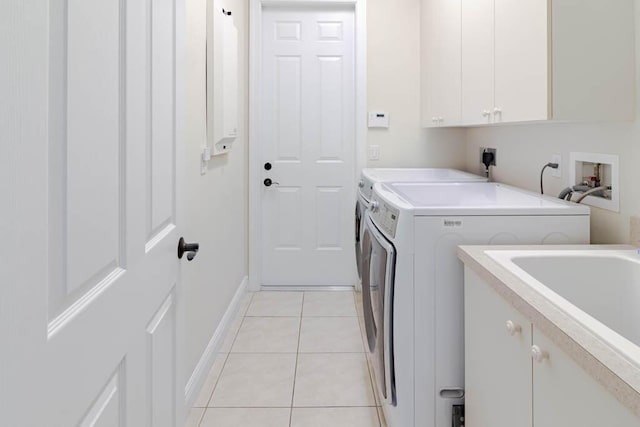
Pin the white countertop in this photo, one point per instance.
(597, 357)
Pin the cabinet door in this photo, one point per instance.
(441, 61)
(521, 61)
(429, 25)
(497, 363)
(565, 395)
(477, 61)
(449, 93)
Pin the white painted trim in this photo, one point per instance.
(199, 375)
(255, 183)
(180, 114)
(310, 288)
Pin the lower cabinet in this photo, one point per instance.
(516, 377)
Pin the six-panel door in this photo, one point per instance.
(90, 313)
(307, 134)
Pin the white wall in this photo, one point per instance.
(393, 57)
(216, 203)
(524, 149)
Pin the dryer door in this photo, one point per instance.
(358, 229)
(379, 271)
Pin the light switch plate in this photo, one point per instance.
(378, 119)
(374, 152)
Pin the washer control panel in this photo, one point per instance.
(384, 216)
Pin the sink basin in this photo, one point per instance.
(600, 289)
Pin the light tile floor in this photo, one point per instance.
(291, 359)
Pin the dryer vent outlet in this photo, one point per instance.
(490, 154)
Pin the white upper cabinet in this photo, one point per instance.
(441, 44)
(530, 60)
(477, 61)
(521, 88)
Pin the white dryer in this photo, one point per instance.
(369, 177)
(413, 282)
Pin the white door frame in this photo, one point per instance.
(255, 170)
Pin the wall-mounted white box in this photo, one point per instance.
(222, 77)
(581, 166)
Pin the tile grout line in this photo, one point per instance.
(365, 344)
(295, 370)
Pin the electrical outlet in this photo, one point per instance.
(490, 150)
(556, 158)
(374, 152)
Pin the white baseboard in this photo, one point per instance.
(199, 375)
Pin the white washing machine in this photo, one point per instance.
(413, 282)
(369, 177)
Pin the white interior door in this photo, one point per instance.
(88, 221)
(307, 135)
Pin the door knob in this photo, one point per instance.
(191, 249)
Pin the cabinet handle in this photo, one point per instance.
(512, 328)
(538, 354)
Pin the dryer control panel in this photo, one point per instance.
(384, 216)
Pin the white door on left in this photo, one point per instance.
(89, 273)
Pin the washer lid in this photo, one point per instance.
(476, 199)
(419, 175)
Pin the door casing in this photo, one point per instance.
(255, 171)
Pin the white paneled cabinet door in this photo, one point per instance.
(521, 61)
(441, 62)
(307, 138)
(477, 61)
(564, 394)
(497, 361)
(88, 219)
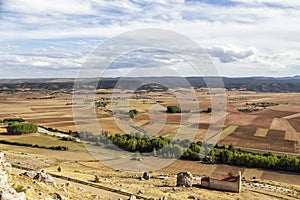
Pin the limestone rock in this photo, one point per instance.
(40, 176)
(185, 179)
(6, 191)
(146, 176)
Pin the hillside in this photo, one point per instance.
(257, 84)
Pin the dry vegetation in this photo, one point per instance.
(273, 128)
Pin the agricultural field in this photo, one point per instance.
(271, 128)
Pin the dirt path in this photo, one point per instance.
(90, 187)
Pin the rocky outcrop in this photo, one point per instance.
(6, 191)
(146, 176)
(41, 176)
(185, 179)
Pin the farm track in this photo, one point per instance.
(278, 196)
(101, 187)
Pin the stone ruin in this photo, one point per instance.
(184, 179)
(6, 190)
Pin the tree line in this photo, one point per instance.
(195, 151)
(19, 128)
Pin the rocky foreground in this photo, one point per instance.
(7, 192)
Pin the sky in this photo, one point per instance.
(40, 38)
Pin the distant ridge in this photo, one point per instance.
(257, 84)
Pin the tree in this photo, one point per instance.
(21, 128)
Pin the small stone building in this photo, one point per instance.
(223, 182)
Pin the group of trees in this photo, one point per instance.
(196, 151)
(19, 128)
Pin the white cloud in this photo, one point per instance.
(251, 33)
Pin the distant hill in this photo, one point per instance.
(257, 84)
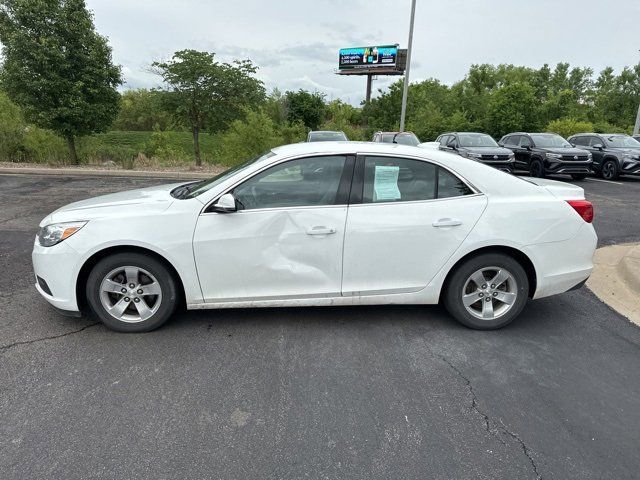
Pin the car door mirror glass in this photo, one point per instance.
(225, 204)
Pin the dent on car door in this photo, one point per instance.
(409, 217)
(286, 238)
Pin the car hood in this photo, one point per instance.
(487, 150)
(566, 151)
(561, 190)
(140, 200)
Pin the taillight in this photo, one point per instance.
(584, 209)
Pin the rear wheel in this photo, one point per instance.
(536, 168)
(131, 292)
(609, 170)
(487, 292)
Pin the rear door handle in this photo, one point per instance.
(320, 230)
(447, 222)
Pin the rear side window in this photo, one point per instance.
(388, 179)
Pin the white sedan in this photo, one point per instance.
(324, 223)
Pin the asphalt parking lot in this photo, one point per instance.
(360, 392)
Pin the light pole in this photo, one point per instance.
(405, 90)
(636, 128)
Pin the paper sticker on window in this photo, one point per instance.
(385, 183)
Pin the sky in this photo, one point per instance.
(295, 43)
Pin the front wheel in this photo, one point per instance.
(487, 292)
(536, 168)
(131, 292)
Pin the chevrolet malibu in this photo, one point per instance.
(320, 224)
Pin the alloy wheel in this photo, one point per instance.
(130, 294)
(489, 293)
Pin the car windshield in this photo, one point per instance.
(550, 140)
(476, 140)
(327, 136)
(621, 141)
(401, 138)
(191, 190)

********************

Work to be completed | Pictures in the records must not appear in the copy; transcribe everything else precisely.

Exercise response |
Pin the white countertop in this photo, one point per instance.
(597, 357)
Pin the cabinet door in this photo, one point per instance.
(441, 61)
(521, 61)
(429, 25)
(497, 363)
(565, 395)
(477, 61)
(449, 93)
Pin the white painted trim in this photo, one point per instance.
(199, 375)
(255, 183)
(180, 114)
(310, 288)
Pin the lower cabinet in this photo, one point per instance.
(516, 377)
Pin the six-panel door in this photo, one point per instance.
(90, 313)
(307, 134)
Pin the white wall in this photo, one point per instance.
(393, 57)
(216, 203)
(524, 149)
Pin the dryer door in this photo, one point per instance.
(358, 229)
(379, 271)
Pin the light switch plate in this photo, one point per instance.
(378, 119)
(374, 152)
Pin the washer control panel in this photo, one point per instance.
(384, 216)
Pin the sink basin in this photo, one point per instance.
(600, 289)
Pin the light tile floor in this photo, one point per instance.
(291, 359)
Pin the dryer vent outlet in this photo, one point per instance.
(490, 154)
Pin the white upper cabinet in this photo, one point per instance.
(441, 44)
(530, 60)
(477, 61)
(521, 88)
Pin the white dryer in this photo, one point per instance.
(369, 177)
(413, 282)
Pin the white door frame in this photo, one point per instance.
(255, 170)
Pin the wall-mounted white box in this photo, one point per instance.
(222, 77)
(581, 166)
Pin the tile grout line in this photo, one point per instance.
(365, 344)
(295, 370)
Pin the electrical outlet in this photo, one point per instance.
(490, 150)
(556, 158)
(374, 152)
Pin the white baseboard in this photo, one point per instance.
(199, 375)
Pin the white washing machine in this photo, one point per instance.
(413, 282)
(369, 177)
Pin the white interior door in this photo, one point per instance.
(88, 221)
(307, 135)
Pin the door knob in this photo, one point per instance.
(191, 249)
Pin the cabinet handle in this photo, one point per instance.
(512, 328)
(538, 354)
Pin the dryer control panel in this photo, one point per instance.
(384, 216)
Pin the white door on left in this photo, one point per instance.
(89, 273)
Pin the washer lid in this photo, one point per instance.
(476, 199)
(419, 175)
Pin the door casing in this photo, one point per instance.
(255, 171)
Pin the white paneled cabinet door in this photo, one point per instance.
(521, 61)
(441, 62)
(307, 138)
(477, 61)
(564, 394)
(497, 361)
(88, 219)
Pin the limestone rock in this photo, one point per instance.
(40, 176)
(185, 179)
(6, 191)
(146, 176)
Pin the hillside in this photo, one point per instance.
(257, 84)
Pin the dry vegetation in this photo, one point per instance.
(273, 128)
Pin the agricultural field in this photo, one point per instance.
(271, 128)
Pin the dirt path in this photo, one point per instance.
(90, 187)
Pin the rocky outcrop in this photo, one point per instance.
(6, 191)
(146, 176)
(41, 176)
(185, 179)
Pin the farm track in this photo, one point per instance.
(278, 196)
(101, 187)
Pin the stone ruin in this photo, one point per instance.
(184, 179)
(6, 190)
Pin the tree line in this photo, one point per instance.
(195, 151)
(19, 128)
Pin the rocky foreground in this photo, one point per instance.
(7, 192)
Pin the sky in this photo, one point per instance.
(40, 38)
Pin the distant ridge in this photo, one point per instance.
(257, 84)
Pin the tree in this photo, one point per instance.
(21, 128)
Pin the small stone building in this photo, one point per instance.
(223, 182)
Pin the group of trees in this photo, one point per instance.
(196, 151)
(19, 128)
Pin the white cloud in this photo, one point per instance.
(251, 33)
Pin the distant hill in this photo, one point per instance.
(257, 84)
Pin the car door mirror glass in this photo, one point per instance.
(225, 204)
Pin the dent on car door in this photo, one point per instance.
(409, 217)
(286, 238)
Pin the car hood in this photo, one point per instance.
(487, 150)
(566, 151)
(561, 190)
(140, 200)
Pin the taillight in this photo, one point per instance.
(584, 209)
Pin the rear wheel in this photo, one point per instance.
(536, 168)
(131, 292)
(609, 170)
(487, 292)
Pin the rear door handle in this photo, one point per instance.
(320, 230)
(447, 222)
Pin the rear side window in this photo, one point per instance.
(388, 179)
Pin the white sedan in this photo, one point per instance.
(324, 223)
Pin the asphalt parking lot in this photo, one point per instance.
(360, 392)
Pin the light pole in this photo, one point per instance.
(405, 90)
(636, 128)
Pin the paper sticker on window in this photo, one point per instance.
(385, 183)
Pin the sky in this photo, one point per instance.
(295, 43)
Pin the front wheel in this photo, one point per instance.
(487, 292)
(536, 168)
(131, 292)
Pin the chevrolet malibu in this photo, one point per instance.
(320, 224)
Pin the alloy wheel in this photo, one point per instance.
(130, 294)
(489, 293)
Pin the car windshield in this photo, one point per instance.
(550, 140)
(476, 140)
(327, 136)
(621, 141)
(401, 138)
(191, 190)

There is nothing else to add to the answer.